== Problème à résoudre ==
Répondez à ces questions à partir du compte rendu de séance :
1. Qui le président propose-t-il de nommer rapporteur sur la directive concernant les voyages organisés ?
2. Selon Richard Yung, quels sont les deux piliers actuels de la réglementation que la Commission européenne propose de maintenir ?
3. D'après Jean Bizet, pourquoi l'impératif de description exhaustive qui s'applique aux brevets est-il irréaliste pour les plantes ?

== Extrait de page ==
- Jeudi 28 novembre 2013
- Nomination d'un rapporteur
- Recherche et propriété industrielle - Mises sur le marché et brevetabilité des semences et obtentions végétales : proposition de résolution européenne de MM. Jean Bizet et Richard Yung
- Économie, finances et fiscalité - Indices de référence pour les contrats financiers (texte E 8676) : projet d'avis politique de M. Richard Yung
Jeudi 28 novembre 2013
- Présidence de M. Simon Sutour, président -Nomination d'un rapporteur
M. Simon Sutour, président. - Nous devons nommer aujourd'hui un rapporteur sur la directive concernant les voyages organisés. Je propose de nommer Mme Colette Mélot, qui est par ailleurs membre du groupe d'étude sur le tourisme.
Il en est ainsi décidé.
Recherche et propriété industrielle - Mises sur le marché et brevetabilité des semences et obtentions végétales : proposition de résolution européenne de MM. Jean Bizet et Richard Yung
M. Richard Yung. - La France dispose d'une filière semencière ancienne, bien structurée, créative et exportatrice, qu'il convient d'encourager. La recherche y joue un rôle essentiel ; la création de nouvelles variétés est un processus long, qui implique des croisements, des essais, et réclame des investissements importants.
La Commission européenne prévoit de remplacer des directives nombreuses, anciennes et peu lisibles, par un règlement unique couvrant l'ensemble des semences. Elle propose de maintenir les deux piliers actuels de la réglementation : l'enregistrement des variétés végétales et la certification des semences. Regrouper les différents textes en vigueur dans un texte qui conserve les grands principes du droit en vigueur est une bonne chose. L'enregistrement des variétés et matériels fournit un référentiel pour les semences et matériels de reproduction autorisés et une base pour la protection intellectuelle des nouvelles variétés. La certification des lots garantit la qualité des matériels de reproduction mis sur le marché.
Nous partageons toutefois les réserves du gouvernement sur l'allongement des durées d'inscription au catalogue des variétés de dix à trente ans, qui pourrait ralentir le renouvellement variétal, et sommes peu convaincus par la définition européenne des critères d'évaluation des performances et des règles de décision : cela devrait rester du ressort des États membres.
M. Jean Bizet. - Au-delà de ce texte, nous voulons aussi évoquer la propriété intellectuelle sur les semences. Cette question est stratégique, car il en va de l'indépendance des États, ce qui explique que nos voix soient concordantes : la propriété intellectuelle de la semence est une arme alimentaire. Or le brevet n'est pas adapté au domaine des semences et obtentions végétales. Il risque de bloquer le progrès végétal, qui s'obtient par croisements successifs : payer des royalties à chaque nouvelle étape au détenteur d'un brevet est impossible. De plus, les plantes sont des organismes vivants en constante évolution : l'impératif de description exhaustive qui s'applique aux brevets est irréaliste.

== Liste des données ==
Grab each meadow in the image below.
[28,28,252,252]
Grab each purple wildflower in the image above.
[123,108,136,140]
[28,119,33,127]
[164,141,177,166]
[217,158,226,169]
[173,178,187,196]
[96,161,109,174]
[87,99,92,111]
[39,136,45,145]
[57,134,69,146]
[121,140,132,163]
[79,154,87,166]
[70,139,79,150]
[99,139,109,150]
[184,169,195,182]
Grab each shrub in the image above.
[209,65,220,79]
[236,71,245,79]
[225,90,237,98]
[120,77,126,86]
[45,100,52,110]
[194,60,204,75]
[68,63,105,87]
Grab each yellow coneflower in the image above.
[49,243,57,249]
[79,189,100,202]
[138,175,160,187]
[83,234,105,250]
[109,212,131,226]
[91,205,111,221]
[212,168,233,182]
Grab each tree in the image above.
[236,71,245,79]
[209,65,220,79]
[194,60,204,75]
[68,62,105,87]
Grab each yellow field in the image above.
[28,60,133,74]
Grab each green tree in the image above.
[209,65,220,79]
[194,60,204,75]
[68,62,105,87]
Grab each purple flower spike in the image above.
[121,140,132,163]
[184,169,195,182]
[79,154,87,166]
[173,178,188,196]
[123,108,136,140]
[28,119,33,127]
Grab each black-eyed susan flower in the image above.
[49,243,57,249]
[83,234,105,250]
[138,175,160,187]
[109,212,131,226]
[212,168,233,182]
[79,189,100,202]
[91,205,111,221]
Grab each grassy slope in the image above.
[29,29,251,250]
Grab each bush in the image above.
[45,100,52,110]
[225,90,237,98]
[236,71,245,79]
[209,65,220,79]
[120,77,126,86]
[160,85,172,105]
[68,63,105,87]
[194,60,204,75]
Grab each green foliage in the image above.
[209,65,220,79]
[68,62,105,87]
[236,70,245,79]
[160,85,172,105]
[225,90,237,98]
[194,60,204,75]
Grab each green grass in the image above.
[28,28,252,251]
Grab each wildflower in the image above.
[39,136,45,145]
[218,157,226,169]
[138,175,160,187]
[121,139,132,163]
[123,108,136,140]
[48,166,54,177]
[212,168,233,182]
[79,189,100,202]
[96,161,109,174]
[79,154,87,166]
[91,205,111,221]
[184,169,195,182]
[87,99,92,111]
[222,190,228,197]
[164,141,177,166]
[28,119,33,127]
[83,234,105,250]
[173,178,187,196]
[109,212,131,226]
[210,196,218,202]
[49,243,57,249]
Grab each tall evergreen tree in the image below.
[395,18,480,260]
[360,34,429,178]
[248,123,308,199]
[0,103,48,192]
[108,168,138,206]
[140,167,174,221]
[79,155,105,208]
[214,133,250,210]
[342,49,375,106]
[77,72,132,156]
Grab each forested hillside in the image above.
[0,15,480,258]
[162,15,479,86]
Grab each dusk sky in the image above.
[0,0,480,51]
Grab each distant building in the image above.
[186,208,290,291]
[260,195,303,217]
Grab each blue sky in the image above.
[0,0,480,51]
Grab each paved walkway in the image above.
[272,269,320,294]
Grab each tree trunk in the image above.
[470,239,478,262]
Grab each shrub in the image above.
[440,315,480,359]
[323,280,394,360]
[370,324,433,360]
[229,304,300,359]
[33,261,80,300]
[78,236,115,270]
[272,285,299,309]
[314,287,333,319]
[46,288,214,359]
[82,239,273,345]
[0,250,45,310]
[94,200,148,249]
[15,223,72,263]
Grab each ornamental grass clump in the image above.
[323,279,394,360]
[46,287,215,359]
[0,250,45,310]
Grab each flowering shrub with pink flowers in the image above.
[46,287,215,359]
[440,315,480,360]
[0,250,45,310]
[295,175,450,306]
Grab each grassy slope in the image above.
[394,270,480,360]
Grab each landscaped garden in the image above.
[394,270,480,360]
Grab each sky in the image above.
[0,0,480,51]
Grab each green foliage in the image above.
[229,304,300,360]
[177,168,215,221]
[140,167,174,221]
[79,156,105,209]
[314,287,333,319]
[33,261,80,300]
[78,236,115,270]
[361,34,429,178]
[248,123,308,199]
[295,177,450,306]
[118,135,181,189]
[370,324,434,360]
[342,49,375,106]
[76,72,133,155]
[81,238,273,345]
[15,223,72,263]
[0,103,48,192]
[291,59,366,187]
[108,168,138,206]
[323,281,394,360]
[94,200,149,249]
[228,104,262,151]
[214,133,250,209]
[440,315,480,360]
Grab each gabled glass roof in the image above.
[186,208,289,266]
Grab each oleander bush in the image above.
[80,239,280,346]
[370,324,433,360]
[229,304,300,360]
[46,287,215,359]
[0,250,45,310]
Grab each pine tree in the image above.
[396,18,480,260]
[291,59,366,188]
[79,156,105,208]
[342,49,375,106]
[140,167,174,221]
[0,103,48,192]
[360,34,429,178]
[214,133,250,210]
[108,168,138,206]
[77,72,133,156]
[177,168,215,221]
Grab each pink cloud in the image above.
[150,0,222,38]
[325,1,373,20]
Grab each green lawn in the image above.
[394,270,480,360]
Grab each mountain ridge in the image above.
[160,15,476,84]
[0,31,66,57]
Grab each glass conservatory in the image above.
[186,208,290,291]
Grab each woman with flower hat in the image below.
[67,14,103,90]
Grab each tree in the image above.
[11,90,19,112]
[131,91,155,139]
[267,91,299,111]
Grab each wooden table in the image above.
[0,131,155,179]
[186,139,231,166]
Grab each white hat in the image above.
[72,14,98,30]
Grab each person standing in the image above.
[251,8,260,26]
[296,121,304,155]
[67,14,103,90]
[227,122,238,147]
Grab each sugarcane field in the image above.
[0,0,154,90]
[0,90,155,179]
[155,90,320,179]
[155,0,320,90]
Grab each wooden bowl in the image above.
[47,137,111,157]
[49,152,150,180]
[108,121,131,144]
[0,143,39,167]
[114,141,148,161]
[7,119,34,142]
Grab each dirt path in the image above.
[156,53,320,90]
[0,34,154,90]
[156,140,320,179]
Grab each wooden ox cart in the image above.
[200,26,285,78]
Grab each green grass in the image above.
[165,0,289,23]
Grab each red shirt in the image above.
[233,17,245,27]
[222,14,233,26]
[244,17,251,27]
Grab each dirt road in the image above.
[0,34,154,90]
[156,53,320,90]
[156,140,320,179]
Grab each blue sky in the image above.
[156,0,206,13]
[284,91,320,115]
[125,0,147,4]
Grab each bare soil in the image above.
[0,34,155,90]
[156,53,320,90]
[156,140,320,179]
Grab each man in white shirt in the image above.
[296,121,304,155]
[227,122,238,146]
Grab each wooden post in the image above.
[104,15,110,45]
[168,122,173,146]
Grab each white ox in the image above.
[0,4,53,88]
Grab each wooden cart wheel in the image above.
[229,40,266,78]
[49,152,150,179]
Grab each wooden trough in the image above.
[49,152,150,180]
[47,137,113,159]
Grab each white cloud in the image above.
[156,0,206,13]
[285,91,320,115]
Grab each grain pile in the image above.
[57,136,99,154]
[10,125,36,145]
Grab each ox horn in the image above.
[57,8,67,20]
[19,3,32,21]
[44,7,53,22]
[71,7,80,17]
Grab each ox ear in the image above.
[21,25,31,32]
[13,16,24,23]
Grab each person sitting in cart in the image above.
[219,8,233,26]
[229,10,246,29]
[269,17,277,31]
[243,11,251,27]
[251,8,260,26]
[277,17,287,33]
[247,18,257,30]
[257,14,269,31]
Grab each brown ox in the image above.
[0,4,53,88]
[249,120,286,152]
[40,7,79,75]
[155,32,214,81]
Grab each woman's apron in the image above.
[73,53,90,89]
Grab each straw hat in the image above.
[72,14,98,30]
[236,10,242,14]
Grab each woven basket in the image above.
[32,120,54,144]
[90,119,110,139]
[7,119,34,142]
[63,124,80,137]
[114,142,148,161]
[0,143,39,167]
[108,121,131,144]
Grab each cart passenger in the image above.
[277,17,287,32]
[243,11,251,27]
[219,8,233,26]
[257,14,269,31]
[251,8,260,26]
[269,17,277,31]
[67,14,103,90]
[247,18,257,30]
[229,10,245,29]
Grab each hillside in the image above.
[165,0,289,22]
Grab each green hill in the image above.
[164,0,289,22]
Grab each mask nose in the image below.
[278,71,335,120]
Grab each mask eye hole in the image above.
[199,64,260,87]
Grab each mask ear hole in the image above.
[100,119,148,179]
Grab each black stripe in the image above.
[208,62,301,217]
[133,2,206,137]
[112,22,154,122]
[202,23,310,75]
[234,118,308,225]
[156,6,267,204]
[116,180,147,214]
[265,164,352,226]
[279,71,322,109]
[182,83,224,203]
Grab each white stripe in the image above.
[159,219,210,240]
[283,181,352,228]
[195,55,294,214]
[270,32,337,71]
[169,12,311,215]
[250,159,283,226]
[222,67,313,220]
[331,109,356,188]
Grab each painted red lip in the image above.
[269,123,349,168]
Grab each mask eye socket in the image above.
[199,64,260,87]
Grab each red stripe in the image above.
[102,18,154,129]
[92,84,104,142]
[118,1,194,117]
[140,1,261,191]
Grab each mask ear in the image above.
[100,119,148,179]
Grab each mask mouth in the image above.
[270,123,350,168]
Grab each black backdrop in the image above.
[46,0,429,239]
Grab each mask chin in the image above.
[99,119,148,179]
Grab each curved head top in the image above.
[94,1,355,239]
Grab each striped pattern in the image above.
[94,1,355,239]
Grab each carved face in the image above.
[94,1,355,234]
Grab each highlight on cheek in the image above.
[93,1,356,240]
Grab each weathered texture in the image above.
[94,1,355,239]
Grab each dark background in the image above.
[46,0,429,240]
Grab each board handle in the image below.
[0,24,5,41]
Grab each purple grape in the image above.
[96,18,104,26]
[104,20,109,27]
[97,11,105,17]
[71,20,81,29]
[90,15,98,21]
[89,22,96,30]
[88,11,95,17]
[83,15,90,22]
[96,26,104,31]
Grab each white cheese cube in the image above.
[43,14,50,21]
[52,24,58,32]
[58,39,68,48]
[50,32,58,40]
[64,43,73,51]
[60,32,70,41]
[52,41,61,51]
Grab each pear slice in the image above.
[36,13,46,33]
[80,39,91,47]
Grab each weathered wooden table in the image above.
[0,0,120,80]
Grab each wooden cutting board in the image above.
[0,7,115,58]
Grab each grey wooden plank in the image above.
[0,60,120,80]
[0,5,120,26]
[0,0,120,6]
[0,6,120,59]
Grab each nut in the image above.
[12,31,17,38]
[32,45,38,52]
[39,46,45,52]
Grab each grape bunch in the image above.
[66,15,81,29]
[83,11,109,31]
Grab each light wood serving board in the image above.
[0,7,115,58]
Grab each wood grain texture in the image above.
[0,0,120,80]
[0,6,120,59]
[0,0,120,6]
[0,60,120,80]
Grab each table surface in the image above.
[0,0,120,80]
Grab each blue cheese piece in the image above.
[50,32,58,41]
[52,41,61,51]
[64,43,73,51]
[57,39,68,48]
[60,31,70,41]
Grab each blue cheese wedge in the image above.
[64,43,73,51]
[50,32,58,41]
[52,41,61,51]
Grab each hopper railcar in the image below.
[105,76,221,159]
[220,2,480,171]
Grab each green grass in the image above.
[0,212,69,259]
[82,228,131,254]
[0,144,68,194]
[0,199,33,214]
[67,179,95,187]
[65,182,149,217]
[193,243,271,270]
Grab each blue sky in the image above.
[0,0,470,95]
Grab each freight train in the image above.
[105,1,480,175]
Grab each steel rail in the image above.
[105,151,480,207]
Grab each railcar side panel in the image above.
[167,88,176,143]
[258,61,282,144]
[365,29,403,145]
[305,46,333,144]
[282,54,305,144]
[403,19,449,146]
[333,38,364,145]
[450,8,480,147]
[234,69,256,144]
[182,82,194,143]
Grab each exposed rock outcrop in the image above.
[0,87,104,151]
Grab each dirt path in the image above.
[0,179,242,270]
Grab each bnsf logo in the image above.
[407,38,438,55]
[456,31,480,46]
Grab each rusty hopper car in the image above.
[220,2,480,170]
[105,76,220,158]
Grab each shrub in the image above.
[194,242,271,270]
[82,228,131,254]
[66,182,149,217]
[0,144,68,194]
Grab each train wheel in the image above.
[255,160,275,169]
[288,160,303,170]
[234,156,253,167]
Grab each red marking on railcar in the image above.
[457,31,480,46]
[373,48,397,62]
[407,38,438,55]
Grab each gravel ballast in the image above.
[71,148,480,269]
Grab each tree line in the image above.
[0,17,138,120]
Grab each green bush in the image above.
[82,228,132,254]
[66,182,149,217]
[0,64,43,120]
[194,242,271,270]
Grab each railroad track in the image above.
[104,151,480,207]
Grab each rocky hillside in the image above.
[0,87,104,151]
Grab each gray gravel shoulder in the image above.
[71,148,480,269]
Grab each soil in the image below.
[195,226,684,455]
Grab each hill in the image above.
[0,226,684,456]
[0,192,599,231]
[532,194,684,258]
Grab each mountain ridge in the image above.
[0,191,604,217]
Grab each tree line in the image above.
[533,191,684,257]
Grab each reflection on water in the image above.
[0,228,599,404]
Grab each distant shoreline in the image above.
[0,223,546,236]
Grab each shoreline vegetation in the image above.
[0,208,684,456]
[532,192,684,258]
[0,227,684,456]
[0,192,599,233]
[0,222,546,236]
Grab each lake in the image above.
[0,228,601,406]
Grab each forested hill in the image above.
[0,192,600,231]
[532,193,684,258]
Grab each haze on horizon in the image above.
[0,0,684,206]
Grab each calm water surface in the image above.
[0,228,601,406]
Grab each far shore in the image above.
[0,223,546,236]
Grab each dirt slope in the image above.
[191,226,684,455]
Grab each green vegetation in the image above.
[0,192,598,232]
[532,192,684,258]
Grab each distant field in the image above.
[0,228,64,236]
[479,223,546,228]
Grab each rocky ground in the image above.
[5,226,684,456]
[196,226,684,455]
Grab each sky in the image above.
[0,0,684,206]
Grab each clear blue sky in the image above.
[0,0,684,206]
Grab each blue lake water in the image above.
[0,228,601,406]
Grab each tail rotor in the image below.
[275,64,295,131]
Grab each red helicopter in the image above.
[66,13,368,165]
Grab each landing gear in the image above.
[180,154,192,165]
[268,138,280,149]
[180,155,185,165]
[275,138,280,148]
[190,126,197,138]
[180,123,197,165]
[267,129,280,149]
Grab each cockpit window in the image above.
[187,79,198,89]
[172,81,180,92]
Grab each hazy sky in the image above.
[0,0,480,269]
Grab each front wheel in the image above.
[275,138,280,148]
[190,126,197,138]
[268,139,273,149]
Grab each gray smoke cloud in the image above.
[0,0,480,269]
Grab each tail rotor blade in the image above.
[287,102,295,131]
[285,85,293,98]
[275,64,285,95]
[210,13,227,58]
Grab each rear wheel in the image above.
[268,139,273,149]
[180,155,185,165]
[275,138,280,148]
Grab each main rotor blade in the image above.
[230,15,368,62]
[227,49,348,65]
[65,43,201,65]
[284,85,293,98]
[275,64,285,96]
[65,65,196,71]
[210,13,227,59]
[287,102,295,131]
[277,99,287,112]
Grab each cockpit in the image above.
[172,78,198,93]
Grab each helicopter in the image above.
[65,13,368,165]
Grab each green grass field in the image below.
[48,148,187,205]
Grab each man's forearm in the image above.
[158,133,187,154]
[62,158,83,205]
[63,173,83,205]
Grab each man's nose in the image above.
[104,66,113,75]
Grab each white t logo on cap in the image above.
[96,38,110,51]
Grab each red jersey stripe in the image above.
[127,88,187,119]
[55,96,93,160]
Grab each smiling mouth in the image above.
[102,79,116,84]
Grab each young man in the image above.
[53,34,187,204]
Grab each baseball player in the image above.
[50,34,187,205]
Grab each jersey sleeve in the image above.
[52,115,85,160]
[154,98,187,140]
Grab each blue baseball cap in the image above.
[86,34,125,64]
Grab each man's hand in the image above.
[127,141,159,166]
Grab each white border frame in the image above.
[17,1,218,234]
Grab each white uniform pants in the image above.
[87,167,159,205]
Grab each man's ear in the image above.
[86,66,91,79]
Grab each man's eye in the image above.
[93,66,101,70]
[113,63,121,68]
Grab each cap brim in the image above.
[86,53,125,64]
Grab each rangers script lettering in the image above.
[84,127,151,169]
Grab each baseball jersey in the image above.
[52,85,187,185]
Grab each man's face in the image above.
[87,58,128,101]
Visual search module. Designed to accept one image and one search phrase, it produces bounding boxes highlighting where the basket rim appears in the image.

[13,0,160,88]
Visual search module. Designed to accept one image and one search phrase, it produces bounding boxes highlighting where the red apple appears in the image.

== Exercice corrigé ==
1. Mme Colette Mélot.
2. L'enregistrement des variétés végétales et la certification des semences.
3. Parce que les plantes sont des organismes vivants en constante évolution.